▶ **TASK GOAL**
Whenever the word "straight" appears in a line of the data below, copy that line.
(INFORMATION SHOWN begins)
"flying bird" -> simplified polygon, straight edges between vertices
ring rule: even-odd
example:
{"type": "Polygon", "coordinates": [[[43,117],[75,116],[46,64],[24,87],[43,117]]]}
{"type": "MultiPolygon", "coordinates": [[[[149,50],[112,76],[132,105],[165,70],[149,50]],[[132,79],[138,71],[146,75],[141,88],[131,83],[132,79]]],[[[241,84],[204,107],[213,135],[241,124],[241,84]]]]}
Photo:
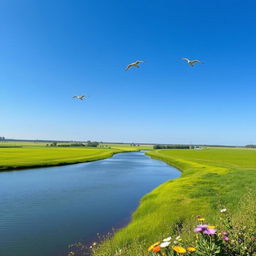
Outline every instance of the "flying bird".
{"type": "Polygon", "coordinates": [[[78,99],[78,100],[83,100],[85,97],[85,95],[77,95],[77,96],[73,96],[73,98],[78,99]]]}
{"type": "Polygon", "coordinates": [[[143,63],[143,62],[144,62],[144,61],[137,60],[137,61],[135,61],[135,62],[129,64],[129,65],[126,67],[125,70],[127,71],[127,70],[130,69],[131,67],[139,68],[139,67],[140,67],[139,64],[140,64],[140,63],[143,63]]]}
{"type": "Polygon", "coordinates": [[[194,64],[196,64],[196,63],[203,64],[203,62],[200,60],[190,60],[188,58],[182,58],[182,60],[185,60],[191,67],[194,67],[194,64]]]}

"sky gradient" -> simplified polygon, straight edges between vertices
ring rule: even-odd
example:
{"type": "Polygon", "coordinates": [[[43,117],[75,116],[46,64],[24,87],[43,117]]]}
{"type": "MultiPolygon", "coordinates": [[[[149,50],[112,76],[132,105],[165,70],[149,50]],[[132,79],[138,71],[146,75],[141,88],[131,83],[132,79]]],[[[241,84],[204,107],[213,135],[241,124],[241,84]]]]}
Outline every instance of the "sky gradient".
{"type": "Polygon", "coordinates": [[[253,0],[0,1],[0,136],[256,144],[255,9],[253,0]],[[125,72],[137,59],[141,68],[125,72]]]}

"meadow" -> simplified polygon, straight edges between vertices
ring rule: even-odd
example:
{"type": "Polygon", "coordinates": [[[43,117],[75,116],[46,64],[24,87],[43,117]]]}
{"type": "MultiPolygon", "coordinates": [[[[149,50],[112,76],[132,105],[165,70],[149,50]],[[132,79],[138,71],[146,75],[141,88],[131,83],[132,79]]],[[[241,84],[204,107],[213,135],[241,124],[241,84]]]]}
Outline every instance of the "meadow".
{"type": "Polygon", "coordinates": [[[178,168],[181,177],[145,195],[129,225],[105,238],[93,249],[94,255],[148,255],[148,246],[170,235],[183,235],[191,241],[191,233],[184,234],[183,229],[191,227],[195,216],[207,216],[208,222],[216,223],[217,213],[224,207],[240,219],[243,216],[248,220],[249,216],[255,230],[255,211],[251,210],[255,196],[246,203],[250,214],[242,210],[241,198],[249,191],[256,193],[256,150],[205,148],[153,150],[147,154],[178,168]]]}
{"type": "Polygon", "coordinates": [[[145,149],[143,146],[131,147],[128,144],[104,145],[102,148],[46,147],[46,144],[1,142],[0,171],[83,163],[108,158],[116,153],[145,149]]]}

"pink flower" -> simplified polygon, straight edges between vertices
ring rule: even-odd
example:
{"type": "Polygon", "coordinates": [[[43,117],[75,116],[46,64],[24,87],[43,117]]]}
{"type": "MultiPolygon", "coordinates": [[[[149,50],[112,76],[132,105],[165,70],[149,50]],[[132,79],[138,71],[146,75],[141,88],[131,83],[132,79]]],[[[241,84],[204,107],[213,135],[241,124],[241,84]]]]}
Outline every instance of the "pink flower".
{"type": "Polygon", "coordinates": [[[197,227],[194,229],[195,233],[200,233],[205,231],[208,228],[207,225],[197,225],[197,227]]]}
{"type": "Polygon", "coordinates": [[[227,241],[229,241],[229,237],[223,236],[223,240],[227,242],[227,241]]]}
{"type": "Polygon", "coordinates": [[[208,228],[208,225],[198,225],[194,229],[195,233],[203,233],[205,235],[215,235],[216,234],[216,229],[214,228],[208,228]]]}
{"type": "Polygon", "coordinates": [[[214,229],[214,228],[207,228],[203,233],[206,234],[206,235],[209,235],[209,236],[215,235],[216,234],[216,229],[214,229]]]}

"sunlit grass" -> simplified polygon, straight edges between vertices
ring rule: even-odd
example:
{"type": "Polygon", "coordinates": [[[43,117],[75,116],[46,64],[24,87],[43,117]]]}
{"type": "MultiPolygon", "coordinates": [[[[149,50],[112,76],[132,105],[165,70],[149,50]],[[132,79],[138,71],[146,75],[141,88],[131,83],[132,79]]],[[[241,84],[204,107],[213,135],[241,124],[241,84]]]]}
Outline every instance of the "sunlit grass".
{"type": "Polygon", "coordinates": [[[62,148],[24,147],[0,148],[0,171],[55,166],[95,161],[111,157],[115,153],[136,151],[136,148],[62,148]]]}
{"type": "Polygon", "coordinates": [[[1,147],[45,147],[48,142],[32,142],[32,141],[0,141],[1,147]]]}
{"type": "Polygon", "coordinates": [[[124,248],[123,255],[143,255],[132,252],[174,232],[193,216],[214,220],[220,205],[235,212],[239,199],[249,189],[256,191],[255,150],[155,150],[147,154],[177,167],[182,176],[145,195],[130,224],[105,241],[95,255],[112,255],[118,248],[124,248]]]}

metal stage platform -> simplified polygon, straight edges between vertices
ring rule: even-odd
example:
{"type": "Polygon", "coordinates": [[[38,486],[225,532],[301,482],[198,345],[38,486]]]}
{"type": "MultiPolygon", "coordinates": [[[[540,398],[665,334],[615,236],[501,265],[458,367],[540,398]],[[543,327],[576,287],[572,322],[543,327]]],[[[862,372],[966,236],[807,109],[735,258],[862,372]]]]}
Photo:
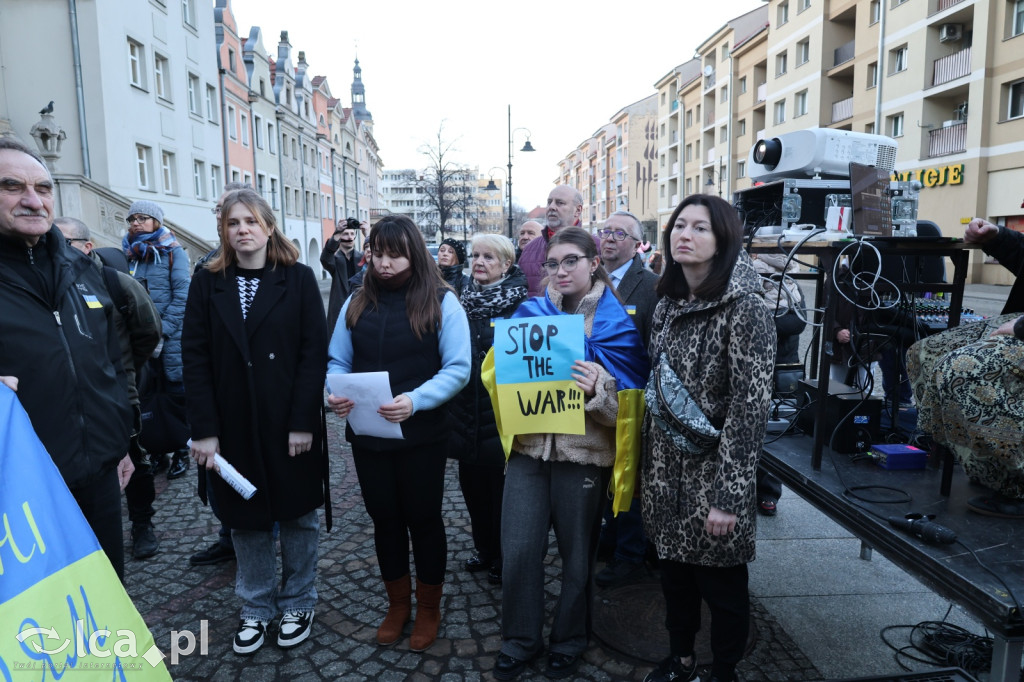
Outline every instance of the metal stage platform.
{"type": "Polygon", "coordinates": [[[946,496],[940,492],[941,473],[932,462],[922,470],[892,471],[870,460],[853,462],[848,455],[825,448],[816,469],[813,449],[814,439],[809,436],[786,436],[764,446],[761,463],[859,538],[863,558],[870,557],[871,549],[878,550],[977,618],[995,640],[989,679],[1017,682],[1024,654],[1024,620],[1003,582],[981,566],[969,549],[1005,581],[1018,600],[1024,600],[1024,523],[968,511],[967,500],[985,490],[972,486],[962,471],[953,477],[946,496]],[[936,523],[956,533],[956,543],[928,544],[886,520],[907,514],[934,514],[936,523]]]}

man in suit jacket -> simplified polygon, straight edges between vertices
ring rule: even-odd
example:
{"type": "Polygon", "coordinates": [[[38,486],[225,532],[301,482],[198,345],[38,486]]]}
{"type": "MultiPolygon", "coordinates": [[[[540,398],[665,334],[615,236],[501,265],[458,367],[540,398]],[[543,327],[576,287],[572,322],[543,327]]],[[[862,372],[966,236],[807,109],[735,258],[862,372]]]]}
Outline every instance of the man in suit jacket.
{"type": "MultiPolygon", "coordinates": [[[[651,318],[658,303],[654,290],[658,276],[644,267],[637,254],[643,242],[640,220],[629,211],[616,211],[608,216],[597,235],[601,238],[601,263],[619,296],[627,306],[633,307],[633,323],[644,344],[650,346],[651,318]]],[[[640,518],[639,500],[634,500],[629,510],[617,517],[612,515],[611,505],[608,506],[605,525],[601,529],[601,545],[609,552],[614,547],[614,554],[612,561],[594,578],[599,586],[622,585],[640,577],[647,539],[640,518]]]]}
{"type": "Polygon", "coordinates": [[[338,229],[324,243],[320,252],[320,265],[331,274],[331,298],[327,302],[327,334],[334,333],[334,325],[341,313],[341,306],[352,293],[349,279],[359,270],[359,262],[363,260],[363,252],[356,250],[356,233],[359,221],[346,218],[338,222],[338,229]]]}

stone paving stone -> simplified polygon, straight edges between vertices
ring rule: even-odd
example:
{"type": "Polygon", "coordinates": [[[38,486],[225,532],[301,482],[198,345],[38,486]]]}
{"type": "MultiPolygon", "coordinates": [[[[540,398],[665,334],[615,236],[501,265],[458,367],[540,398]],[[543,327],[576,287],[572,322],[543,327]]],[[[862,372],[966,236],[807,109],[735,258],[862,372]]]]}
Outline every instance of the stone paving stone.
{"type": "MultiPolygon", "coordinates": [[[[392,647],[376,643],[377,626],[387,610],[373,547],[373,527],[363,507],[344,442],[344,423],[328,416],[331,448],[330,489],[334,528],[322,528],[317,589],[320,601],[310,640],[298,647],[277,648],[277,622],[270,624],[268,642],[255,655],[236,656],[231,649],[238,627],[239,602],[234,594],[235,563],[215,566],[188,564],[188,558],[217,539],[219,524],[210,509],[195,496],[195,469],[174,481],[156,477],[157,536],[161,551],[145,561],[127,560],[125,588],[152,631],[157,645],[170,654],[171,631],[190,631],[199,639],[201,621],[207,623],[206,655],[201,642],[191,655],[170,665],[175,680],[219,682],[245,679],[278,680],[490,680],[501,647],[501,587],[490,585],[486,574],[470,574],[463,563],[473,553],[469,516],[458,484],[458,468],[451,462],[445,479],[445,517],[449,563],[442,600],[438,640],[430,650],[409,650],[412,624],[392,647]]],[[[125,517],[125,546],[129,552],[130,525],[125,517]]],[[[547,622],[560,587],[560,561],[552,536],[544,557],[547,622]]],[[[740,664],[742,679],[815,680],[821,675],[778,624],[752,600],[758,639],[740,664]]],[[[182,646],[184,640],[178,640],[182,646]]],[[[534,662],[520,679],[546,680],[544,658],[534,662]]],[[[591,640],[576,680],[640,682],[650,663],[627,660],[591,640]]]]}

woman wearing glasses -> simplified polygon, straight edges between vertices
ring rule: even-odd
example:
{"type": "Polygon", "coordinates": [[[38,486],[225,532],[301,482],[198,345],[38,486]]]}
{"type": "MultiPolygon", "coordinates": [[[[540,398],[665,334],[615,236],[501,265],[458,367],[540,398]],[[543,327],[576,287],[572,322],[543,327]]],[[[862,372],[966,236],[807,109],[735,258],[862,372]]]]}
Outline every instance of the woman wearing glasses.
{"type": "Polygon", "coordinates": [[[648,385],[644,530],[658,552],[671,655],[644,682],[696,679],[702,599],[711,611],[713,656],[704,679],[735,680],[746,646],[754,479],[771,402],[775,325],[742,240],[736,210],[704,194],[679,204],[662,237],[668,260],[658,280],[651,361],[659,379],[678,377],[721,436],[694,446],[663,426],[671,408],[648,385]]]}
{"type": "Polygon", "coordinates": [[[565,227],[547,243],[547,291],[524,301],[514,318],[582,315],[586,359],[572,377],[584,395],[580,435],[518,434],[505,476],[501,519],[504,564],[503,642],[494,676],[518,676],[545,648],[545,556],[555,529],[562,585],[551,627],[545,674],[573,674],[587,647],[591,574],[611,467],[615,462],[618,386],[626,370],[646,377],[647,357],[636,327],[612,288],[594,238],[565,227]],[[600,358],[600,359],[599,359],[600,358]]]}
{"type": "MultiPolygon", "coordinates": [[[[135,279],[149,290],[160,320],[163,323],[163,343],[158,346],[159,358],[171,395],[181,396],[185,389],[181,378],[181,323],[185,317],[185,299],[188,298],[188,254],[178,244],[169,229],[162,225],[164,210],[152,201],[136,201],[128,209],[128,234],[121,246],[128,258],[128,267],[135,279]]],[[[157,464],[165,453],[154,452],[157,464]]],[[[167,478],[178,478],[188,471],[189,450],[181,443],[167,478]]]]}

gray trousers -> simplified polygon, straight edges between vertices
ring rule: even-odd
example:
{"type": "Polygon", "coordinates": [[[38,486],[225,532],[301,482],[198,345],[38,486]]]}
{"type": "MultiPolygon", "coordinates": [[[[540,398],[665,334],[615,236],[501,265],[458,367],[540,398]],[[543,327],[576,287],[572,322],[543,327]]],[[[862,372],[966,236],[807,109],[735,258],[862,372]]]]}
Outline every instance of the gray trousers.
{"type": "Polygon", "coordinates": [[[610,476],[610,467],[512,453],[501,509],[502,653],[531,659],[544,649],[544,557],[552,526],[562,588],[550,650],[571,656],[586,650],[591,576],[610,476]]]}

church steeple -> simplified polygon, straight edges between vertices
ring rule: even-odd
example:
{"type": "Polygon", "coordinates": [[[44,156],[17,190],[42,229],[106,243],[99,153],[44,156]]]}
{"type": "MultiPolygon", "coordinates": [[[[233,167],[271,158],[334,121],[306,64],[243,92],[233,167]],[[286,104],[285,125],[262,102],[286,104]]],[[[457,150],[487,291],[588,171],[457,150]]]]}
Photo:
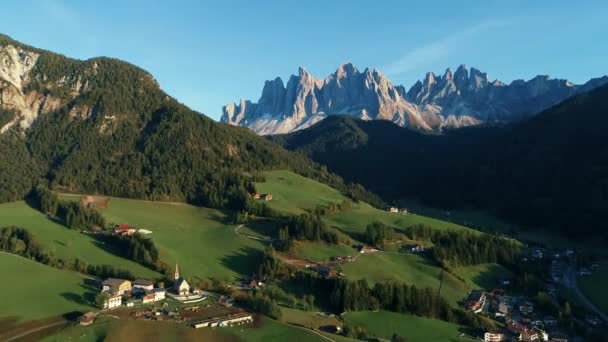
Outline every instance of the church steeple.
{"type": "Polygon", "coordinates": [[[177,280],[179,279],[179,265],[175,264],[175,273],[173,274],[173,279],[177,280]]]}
(INFORMATION SHOWN ends)
▶ **WRITTEN REPLY**
"flying bird" -> simplified polygon, straight edges between vertices
"sky gradient" -> simplified polygon, straight edges between vertices
"meadow" -> simplified polygon, straight edges between vertices
"pink flower" -> simplified polygon, straight edges between vertices
"sunlit grass" -> simplified polygon, straight edges between vertices
metal stage platform -> simplified polygon, straight edges between vertices
man in suit jacket -> simplified polygon, straight edges between vertices
stone paving stone -> simplified polygon, straight edges between vertices
woman wearing glasses -> simplified polygon, straight edges between vertices
gray trousers -> simplified polygon, straight edges between vertices
church steeple -> simplified polygon, straight edges between vertices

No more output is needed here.